OBJECTIVE: In the listing, change "husky" to "wolf" in the lines from the one containing "the brown fur" through the one containing "x=226, y=745", inclusive, and leave everything else unchanged.

***** RECORDS SHOWN

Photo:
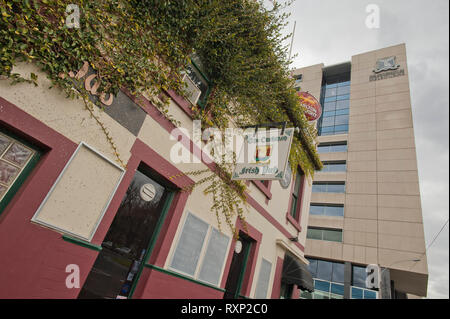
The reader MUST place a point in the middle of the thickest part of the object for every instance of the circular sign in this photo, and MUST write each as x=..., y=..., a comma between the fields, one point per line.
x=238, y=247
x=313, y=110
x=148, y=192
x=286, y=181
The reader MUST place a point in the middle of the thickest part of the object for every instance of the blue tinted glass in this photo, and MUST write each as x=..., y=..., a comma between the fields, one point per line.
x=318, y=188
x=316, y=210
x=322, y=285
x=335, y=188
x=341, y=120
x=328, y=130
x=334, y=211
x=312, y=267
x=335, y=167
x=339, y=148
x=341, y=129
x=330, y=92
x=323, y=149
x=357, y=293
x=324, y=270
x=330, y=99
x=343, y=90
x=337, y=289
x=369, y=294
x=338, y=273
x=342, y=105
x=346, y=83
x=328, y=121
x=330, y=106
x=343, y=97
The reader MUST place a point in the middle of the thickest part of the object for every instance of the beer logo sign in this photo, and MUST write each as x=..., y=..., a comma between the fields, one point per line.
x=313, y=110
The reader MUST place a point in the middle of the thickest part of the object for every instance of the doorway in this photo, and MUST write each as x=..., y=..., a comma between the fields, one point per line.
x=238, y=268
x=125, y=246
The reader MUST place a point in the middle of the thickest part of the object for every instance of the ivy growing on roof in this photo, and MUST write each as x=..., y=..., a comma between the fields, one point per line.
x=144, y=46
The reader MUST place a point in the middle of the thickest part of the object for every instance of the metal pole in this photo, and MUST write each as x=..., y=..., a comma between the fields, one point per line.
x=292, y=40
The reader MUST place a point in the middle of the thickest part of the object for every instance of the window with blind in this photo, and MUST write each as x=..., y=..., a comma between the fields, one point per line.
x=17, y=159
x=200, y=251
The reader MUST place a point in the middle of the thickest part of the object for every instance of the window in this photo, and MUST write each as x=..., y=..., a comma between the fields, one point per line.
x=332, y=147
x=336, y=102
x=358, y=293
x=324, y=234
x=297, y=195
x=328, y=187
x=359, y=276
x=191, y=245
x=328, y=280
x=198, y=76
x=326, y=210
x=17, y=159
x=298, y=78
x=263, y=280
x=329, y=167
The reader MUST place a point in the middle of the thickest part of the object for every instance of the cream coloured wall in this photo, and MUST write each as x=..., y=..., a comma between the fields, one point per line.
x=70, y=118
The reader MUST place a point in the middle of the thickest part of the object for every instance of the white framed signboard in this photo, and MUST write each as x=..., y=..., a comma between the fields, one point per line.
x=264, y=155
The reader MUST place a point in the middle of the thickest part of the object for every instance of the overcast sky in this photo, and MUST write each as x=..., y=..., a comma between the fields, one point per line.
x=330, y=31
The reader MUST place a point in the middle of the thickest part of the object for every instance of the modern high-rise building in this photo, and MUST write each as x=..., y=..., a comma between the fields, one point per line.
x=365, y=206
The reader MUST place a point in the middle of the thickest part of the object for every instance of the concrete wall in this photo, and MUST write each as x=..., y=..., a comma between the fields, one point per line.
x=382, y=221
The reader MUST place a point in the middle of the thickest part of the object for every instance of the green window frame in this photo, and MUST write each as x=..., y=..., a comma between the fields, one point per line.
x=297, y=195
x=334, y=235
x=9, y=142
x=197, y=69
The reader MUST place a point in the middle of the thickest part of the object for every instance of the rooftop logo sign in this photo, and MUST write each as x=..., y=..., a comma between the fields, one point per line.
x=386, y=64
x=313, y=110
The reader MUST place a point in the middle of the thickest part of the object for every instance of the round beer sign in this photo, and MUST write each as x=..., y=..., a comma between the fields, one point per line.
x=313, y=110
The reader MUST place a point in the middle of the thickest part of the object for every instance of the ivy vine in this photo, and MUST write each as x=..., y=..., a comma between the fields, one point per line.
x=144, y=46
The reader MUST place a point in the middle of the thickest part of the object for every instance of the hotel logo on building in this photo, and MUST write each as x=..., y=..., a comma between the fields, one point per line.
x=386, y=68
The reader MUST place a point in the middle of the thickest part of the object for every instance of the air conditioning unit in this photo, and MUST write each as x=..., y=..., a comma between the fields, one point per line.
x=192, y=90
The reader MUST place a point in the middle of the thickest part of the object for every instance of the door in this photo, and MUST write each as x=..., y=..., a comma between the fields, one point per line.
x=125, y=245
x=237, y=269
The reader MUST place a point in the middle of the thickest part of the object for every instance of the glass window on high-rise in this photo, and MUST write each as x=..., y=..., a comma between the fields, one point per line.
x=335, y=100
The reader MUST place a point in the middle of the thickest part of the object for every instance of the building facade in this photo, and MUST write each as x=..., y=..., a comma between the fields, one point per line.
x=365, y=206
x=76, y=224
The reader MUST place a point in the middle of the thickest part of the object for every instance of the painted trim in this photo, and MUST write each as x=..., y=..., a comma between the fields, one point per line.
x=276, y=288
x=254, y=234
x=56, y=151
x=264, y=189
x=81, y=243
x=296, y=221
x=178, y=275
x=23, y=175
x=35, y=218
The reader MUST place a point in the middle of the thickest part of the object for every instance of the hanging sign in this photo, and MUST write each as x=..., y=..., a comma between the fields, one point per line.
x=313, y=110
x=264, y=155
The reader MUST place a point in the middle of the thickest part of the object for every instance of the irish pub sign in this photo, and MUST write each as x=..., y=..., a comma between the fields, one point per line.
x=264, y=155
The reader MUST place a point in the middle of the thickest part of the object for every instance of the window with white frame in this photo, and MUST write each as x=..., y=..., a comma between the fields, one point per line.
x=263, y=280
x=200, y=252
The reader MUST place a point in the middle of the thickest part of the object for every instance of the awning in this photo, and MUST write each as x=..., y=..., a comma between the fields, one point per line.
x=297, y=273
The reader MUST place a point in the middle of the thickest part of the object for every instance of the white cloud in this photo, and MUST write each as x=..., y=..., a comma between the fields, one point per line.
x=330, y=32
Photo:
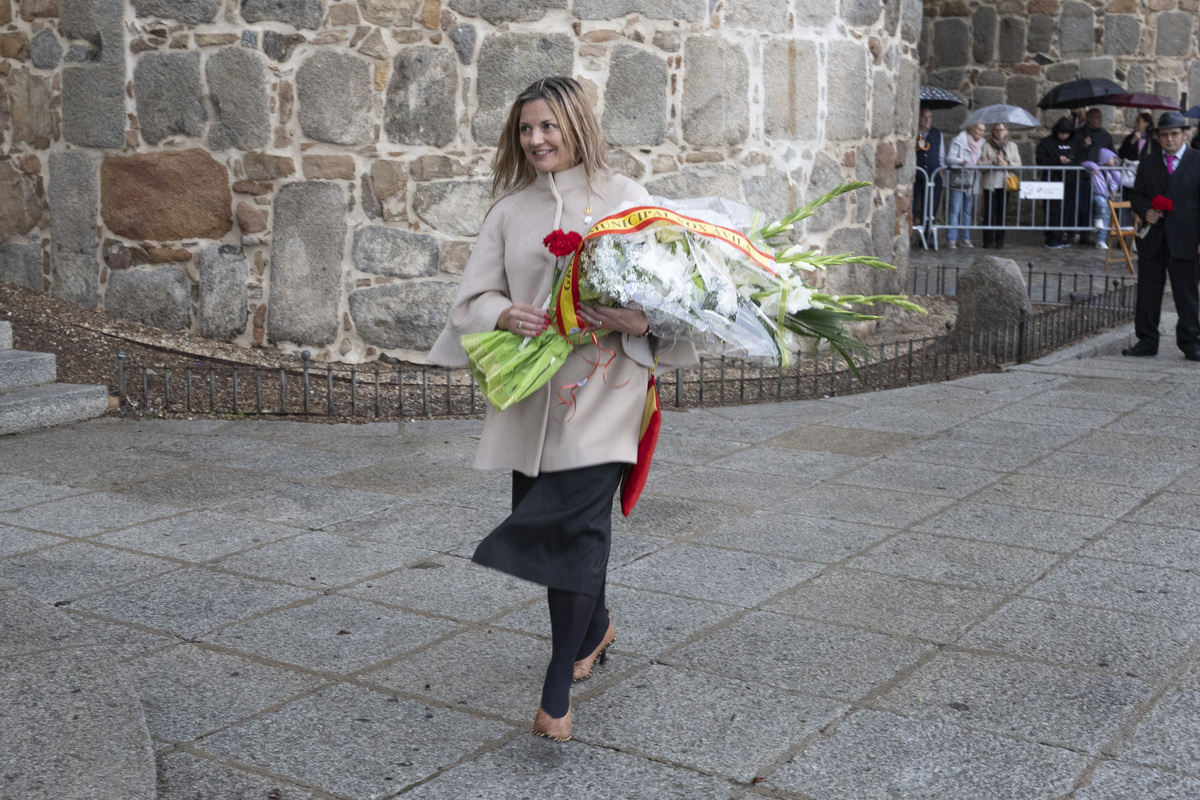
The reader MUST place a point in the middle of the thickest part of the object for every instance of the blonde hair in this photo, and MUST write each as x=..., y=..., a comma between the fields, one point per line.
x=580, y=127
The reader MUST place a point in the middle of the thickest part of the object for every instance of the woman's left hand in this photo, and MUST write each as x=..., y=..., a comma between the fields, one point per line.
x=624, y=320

**********
***** RECORDS SHOWN

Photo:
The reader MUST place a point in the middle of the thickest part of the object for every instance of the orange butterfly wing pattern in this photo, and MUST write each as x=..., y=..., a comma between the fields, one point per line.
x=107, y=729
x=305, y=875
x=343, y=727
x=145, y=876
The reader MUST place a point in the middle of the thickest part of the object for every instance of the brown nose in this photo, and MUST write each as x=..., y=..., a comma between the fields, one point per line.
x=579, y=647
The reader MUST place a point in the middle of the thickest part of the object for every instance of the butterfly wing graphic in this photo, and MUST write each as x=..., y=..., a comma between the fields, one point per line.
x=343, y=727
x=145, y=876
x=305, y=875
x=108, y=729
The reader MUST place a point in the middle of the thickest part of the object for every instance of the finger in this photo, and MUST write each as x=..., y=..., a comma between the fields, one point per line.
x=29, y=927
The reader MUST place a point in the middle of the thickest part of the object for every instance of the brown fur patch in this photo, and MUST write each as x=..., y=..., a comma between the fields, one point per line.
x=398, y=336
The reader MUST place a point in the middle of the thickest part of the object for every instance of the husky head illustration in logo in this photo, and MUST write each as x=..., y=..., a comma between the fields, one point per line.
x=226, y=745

**********

TASK SOLUTION:
The reader MUST place a point in the middle of the thickest part of the object for every instance of the brown fur patch in this photo, and MUST write each as x=..., y=..., a comma between the fields, one point per line.
x=398, y=336
The reader MUST place a point in the middle of the thickest part of the object for every instance of the wolf head illustration in logo in this photo, and MUST write each as x=..., y=..., a comma between the fields, one point per line.
x=226, y=745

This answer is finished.